### Work task:
Pick out and copy every line below that has the word "uniform".

(Collection entries)
◇ ◇ ◇

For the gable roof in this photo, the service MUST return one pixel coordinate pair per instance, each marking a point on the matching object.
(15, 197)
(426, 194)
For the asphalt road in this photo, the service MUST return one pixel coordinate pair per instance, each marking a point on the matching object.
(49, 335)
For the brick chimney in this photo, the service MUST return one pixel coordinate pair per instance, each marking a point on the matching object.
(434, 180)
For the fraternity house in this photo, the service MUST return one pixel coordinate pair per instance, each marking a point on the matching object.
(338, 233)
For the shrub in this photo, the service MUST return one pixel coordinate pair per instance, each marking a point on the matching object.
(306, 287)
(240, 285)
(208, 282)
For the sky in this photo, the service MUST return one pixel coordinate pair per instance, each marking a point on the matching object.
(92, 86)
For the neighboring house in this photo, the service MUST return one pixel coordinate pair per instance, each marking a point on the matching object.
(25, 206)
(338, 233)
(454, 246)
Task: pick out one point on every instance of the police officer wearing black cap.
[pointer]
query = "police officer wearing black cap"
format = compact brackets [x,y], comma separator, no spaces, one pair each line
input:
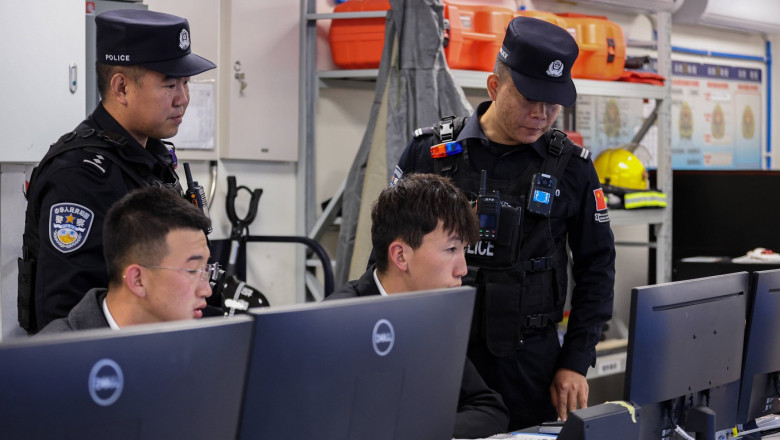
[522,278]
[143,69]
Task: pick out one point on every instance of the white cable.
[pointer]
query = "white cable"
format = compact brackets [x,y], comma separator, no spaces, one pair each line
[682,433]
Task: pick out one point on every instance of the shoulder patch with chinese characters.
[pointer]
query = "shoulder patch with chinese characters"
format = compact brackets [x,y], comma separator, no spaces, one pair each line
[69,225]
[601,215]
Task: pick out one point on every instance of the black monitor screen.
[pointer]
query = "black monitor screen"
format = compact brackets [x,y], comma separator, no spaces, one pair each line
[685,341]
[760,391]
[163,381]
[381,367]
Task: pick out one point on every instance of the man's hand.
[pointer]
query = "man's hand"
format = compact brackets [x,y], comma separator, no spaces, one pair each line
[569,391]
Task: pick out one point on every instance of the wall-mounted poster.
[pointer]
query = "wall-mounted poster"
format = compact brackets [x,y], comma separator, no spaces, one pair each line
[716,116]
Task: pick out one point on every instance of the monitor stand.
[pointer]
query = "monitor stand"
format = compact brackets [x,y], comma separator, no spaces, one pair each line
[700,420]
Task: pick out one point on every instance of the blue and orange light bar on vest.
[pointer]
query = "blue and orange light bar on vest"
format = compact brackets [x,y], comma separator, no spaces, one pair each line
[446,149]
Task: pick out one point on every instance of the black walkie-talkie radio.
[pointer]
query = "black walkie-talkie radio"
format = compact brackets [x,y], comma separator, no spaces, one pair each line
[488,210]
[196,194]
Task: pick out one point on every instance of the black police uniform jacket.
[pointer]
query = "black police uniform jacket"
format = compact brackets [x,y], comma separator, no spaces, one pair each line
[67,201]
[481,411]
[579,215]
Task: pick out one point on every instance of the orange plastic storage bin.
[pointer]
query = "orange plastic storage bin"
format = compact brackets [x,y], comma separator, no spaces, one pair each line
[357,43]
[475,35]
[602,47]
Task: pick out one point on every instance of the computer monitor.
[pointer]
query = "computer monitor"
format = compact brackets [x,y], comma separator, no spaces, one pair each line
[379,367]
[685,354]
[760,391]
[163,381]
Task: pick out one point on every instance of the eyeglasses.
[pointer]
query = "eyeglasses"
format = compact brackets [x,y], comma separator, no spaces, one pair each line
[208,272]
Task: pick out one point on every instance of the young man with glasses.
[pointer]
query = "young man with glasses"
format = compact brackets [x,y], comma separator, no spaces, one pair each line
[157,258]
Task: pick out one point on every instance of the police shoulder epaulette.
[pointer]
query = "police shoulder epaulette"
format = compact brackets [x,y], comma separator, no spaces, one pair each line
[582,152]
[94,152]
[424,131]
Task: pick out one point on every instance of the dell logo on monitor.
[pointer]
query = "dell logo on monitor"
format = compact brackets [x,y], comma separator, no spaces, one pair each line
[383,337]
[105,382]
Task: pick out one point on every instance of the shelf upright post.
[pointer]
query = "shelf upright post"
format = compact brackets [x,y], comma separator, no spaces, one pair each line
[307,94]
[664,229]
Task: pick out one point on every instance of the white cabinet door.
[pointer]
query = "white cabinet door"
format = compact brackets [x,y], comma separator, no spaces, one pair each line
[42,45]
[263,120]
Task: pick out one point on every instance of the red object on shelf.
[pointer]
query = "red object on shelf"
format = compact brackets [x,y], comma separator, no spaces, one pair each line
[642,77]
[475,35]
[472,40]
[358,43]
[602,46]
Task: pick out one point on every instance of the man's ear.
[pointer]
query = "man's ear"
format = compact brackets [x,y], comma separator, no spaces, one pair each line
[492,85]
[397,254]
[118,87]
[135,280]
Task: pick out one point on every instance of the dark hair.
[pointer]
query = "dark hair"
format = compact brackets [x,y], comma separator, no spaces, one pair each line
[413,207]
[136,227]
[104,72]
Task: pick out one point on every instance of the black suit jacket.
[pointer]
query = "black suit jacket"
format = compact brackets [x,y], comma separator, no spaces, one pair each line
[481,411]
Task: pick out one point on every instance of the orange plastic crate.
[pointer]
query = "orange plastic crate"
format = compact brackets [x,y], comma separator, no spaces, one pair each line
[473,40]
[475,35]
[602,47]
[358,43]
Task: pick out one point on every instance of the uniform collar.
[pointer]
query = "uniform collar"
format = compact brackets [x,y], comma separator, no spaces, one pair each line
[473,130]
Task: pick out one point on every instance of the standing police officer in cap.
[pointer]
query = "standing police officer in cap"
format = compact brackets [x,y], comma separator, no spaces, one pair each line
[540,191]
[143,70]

◇ ◇ ◇

### Task result:
Task: pick out one point on every instance of the black police uniform jacket.
query = "black police uniform jacket"
Task: pick out one point on every instance of the uniform collar.
query = "uniform collar"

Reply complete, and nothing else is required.